WHAT THE TASK ASKS
Your answer must be the records below, printed exactly.

DATA TO EXAMINE
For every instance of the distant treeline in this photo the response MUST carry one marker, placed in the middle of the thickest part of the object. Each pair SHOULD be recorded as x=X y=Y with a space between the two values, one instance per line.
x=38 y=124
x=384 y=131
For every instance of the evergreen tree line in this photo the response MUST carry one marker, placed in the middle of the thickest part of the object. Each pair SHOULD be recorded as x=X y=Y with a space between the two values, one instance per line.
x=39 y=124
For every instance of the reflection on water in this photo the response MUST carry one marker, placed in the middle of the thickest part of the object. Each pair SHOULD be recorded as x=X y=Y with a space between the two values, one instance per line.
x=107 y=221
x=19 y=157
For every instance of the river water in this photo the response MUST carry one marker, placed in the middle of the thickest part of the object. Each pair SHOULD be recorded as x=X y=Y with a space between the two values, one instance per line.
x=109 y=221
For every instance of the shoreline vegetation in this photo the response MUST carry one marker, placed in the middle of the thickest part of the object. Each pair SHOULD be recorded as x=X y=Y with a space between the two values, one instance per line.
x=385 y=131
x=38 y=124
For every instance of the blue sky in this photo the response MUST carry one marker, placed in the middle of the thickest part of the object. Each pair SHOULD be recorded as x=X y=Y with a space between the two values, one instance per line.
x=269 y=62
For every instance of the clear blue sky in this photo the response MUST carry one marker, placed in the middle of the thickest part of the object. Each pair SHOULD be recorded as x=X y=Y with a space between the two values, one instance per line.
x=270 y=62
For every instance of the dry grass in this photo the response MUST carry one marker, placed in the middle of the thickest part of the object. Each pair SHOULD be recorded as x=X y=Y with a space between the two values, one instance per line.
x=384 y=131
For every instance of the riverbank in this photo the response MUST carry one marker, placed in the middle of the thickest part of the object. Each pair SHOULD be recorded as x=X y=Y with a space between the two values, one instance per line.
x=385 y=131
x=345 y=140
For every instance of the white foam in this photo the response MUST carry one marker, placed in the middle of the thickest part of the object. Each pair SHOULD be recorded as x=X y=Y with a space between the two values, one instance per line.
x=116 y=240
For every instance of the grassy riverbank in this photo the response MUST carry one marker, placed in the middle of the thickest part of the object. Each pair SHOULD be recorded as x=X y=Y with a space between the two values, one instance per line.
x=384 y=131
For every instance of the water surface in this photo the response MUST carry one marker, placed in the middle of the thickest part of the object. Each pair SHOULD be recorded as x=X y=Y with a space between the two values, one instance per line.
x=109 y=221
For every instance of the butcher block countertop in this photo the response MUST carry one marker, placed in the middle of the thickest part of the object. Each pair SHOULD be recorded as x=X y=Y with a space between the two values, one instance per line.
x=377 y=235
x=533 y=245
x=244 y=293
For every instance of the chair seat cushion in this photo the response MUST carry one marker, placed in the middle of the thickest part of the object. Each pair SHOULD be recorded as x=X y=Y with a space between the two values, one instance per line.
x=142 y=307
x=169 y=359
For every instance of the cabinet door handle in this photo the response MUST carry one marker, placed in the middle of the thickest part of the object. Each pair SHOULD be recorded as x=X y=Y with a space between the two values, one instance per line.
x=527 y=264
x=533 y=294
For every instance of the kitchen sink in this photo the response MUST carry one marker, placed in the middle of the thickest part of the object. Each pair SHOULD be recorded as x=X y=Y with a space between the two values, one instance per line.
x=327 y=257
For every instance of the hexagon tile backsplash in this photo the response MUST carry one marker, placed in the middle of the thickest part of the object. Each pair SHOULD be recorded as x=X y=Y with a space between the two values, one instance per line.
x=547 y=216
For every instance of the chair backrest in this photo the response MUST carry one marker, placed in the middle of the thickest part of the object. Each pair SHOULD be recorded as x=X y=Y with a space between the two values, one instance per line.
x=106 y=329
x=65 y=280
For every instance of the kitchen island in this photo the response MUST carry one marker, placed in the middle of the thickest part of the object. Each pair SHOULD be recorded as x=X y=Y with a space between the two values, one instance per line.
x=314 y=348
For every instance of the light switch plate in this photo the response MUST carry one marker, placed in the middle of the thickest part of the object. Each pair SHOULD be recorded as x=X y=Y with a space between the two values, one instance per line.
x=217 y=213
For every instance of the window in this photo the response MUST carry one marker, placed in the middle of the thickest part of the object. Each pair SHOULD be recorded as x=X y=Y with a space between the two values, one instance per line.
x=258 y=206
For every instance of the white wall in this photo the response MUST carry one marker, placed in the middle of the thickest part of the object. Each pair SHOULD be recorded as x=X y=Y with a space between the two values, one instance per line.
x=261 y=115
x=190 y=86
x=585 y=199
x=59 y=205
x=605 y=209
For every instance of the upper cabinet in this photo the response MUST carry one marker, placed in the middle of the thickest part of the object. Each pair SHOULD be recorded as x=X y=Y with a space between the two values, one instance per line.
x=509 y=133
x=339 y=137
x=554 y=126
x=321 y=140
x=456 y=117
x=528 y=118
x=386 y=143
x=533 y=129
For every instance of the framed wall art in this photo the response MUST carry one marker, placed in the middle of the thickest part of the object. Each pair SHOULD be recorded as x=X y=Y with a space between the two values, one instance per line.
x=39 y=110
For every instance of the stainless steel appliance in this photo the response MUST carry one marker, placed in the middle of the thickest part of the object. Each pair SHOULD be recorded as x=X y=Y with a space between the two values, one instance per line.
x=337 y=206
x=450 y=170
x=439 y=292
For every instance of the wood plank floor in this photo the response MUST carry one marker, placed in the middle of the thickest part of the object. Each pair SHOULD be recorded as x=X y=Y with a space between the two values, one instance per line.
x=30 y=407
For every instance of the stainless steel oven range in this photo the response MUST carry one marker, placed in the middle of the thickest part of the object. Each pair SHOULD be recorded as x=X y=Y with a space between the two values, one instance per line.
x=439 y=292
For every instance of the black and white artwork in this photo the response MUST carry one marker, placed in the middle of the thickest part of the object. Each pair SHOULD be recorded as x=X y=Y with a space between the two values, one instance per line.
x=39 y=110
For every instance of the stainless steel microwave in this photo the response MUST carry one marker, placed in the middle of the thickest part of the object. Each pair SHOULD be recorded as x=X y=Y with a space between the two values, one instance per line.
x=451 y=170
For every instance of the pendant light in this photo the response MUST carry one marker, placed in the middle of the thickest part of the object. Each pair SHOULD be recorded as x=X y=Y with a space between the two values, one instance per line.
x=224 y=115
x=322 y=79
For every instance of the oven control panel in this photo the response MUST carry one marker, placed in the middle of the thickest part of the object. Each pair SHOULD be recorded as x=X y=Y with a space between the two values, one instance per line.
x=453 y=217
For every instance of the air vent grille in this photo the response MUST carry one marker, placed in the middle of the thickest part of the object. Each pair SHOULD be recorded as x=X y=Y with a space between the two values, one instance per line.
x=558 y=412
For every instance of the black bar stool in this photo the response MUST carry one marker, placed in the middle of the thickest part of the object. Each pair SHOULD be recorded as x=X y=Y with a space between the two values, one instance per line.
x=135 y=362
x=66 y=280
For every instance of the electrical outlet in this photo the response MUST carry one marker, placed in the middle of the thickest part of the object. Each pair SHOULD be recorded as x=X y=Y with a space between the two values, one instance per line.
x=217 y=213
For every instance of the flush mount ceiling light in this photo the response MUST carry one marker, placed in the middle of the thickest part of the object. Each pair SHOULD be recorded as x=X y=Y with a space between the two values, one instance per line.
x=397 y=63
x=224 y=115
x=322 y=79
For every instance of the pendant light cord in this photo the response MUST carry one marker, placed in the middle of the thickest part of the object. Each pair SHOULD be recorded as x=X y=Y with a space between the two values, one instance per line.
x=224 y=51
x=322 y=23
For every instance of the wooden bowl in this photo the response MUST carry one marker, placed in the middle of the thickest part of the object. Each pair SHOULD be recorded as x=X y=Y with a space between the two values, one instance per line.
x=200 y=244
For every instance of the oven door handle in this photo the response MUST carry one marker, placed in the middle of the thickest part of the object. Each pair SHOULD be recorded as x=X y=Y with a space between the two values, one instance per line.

RESPONSE AREA
For every instance of the distant treeline in this photo the response MUST carry one marker, placed in the middle of the thickest part of the object. Each pair SHOULD be recorded as x=X y=Y with a space between the two values, one instance per line.
x=38 y=124
x=384 y=131
For every instance of the evergreen tree line in this photo the response MUST carry one marker, placed in the middle of the thickest part of the object. Each pair SHOULD be recorded as x=X y=Y with a space between the two values, one instance per line.
x=39 y=124
For every instance of the reflection on water in this photo the response MUST carry one marker, placed in the middle of the thickest part of the object. Each pair SHOULD be recorded as x=X y=Y with a space between the two values, one instance per line.
x=107 y=221
x=19 y=157
For every instance of the river water in this photo the response MUST carry one marker, placed in the middle of the thickest part of the object. Each pair SHOULD be recorded as x=X y=Y with a space between the two values, one instance per line.
x=109 y=221
For every instance of the shoreline vegetation in this photo the response MUST carry one marker, placed in the middle of the thickest part of the object. Each pair SHOULD be recorded as x=X y=Y with a space between the two values, one instance per line.
x=385 y=131
x=38 y=124
For every instance of the blue sky in this photo the response MUST carry one marker, placed in the middle of the thickest part of the object. Each pair SHOULD be recorded as x=X y=Y with a space between the two values, one instance per line.
x=269 y=62
For every instance of the clear blue sky in this photo the response MUST carry one marker, placed in the middle of the thickest part of the object. Each pair SHOULD be recorded as x=X y=Y with a space between the two values, one instance per line.
x=270 y=62
For every instance of the dry grass in this photo the response MUST carry one marker, placed in the middle of the thickest part of the object. Each pair SHOULD be recorded as x=X y=Y with a space between the two values, one instance per line.
x=384 y=131
For every instance of the riverbank in this photo the response MUST carry one marker, placed in the middle of the thickest part of the object. Each pair SHOULD be recorded as x=X y=Y with a space between the two values, one instance per line.
x=385 y=131
x=345 y=140
For every instance of the white foam in this photo the response MUST carry one marker, placed in the middle of the thickest part of the object. Each pair SHOULD be recorded as x=X y=Y with a space between the two values, one instance per line.
x=116 y=240
For every instance of the grassy riverbank in this photo the response MUST carry one marker, placed in the middle of the thickest part of the object. Each pair SHOULD be recorded as x=X y=Y with a space between the two values, one instance per line.
x=384 y=131
For every instance of the water surface in this photo the response MUST carry one marker, placed in the middle of the thickest part of the object. Each pair SHOULD be recorded as x=X y=Y with a space between the two values, one instance per line.
x=109 y=221
For every instance of the butcher block countertop in this photo the response MUST carry one marker, placed in the middle of the thickest part of the object. Each pair SHOULD be recorded as x=X y=Y with a space between the two values, one instance per line.
x=377 y=235
x=533 y=245
x=244 y=293
For every instance of the chair seat cushion in this photo the response MUST carry one marker, placed in the middle of the thickest part of the object. Each pair SHOULD be recorded as x=X y=Y with a space between the two values, one instance per line.
x=142 y=307
x=169 y=359
For every instance of the cabinet door handle in this photo the response MUST carry one marker, placed in the middle of the thickest part of the object. Each pair SHOULD be recorded as x=X y=Y with a space between the two values, one instance per line.
x=527 y=264
x=533 y=294
For every instance of the kitchen sink in this photo the response MUST carry one marker, placed in the middle of the thickest part of the object. Each pair SHOULD be recorded as x=X y=Y with a space between the two values, one instance per line.
x=327 y=257
For every instance of the hexagon tile backsplash in this photo the response MUST carry one marker, placed in the middle of the thickest part of the object. Each pair SHOULD be recorded as x=X y=Y with a space between the two values, one instance per line.
x=547 y=216
For every instance of the chair backrest in this photo the response MUST carry one marker, placed in the middle of the thickest part of the object. Each pair SHOULD be recorded as x=X y=Y with a space between the two values, one instance per line.
x=106 y=329
x=65 y=280
For every instance of the kitchen island in this photo the response MUST carry one marker, placed in the middle of the thickest part of the object. Each pair SHOULD be recorded as x=X y=Y with a space between the two values, one instance per line.
x=314 y=348
For every instance of the light switch plate in this photo the response MUST carry one marker, placed in the middle of the thickest part of the object. Each pair SHOULD be recorded as x=X y=Y with a space between the two values, one instance per line.
x=217 y=213
For every instance of the window in this photo the response MUST carry one marker, placed in the middle of the thickest part of the object. Each pair SHOULD be recorded as x=X y=Y with a space between the two values, one instance per line.
x=258 y=206
For every instance of the white wall in this photo the response MUST carry one marker, placed in the middle of the thickest part of the object. Each pair SHOULD be recorded as x=X y=Y with a space between the two values, one instance per line.
x=261 y=115
x=190 y=86
x=585 y=199
x=59 y=205
x=605 y=209
For every instance of the upper cabinet in this photo the response MUST carry one marker, placed in the middle of the thickest part of the object. Each pair SHOULD be recorded as x=X y=Y with a space between the two values, one instance per line.
x=509 y=133
x=339 y=137
x=554 y=126
x=321 y=140
x=456 y=117
x=528 y=118
x=386 y=143
x=533 y=129
For every instance of the framed wall art in this photo the response MUST carry one marker, placed in the middle of the thickest part of the object. Each pair SHOULD be recorded as x=X y=Y with a space between the two values, one instance per line.
x=39 y=110
For every instance of the stainless steel appliance in this photo the response MUST carry one marker, placed in the middle of the thickest part of the object. Each pair SHOULD be recorded as x=X y=Y with a space between the two values, one instance per line.
x=337 y=206
x=450 y=170
x=439 y=292
For every instance of the wood plank floor in this photo the response MUST carry one marker, placed in the middle of the thickest part of the object. Each pair SHOULD be recorded as x=X y=Y with a space between the two values, one instance per line.
x=30 y=407
For every instance of the stainless steel oven range in this photo the response MUST carry one marker, placed in the middle of the thickest part of the object. Each pair SHOULD be recorded as x=X y=Y with a space between the two values, one instance per line.
x=439 y=292
For every instance of the black and white artwork in this photo the response MUST carry one marker, placed in the middle of the thickest part of the object. Each pair SHOULD be recorded as x=X y=Y with a space between the two values, one instance per line.
x=39 y=110
For every instance of the stainless steel microwave in this photo the response MUST carry one marker, placed in the middle of the thickest part of the object. Each pair SHOULD be recorded as x=X y=Y with a space between the two values, one instance per line.
x=451 y=170
For every instance of the pendant light in this photo the response MUST carry one marker, placed in the middle of the thickest part of the object. Each pair SHOULD be recorded as x=X y=Y with a space between the two values, one instance per line.
x=224 y=115
x=322 y=79
For every instance of the oven control panel in this photo the response MUST carry one marker, placed in the middle of the thickest part of the object. Each pair SHOULD be recorded as x=X y=Y with a space between the two values, one instance per line.
x=453 y=217
For every instance of the air vent grille in this photo the response MUST carry one marker, placed in the middle of the thickest part of the object. Each pair SHOULD be recorded as x=X y=Y with a space between the two values, one instance per line.
x=558 y=412
For every instance of the black bar stool in this photo the response MUST carry one marker, placed in the middle of the thickest part of the object. Each pair SHOULD be recorded as x=X y=Y with a space between the two values, one instance per line.
x=135 y=362
x=66 y=280
For every instance of the electrical outlet in this photo the response MUST carry one marker, placed in the middle of the thickest part of the object. Each pair SHOULD be recorded as x=X y=Y with a space between the two values, one instance per line.
x=217 y=213
For every instance of the flush mount ceiling light in this photo the response MUST carry one marker, placed in the middle of the thickest part of the object. Each pair SHOULD be recorded as x=X y=Y with a space between the two values, one instance per line.
x=397 y=63
x=224 y=115
x=322 y=79
For every instance of the pendant light cord in this photo the response MUST carry one marker, placed in the middle of the thickest part of the object. Each pair SHOULD be recorded as x=X y=Y with a space between the two values, one instance per line.
x=224 y=51
x=322 y=23
For every instance of the wooden bowl in this photo the response MUST carry one marker, placed in the middle of the thickest part of the object. Each pair SHOULD be recorded as x=X y=Y with a space between the two values, one instance per line.
x=200 y=244
For every instance of the oven door handle in this photo the response MUST carry one marker, placed in the middle of the thickest part of the object. Each pair SHOULD be recorded as x=X y=Y with a space between the two values, one instance per line.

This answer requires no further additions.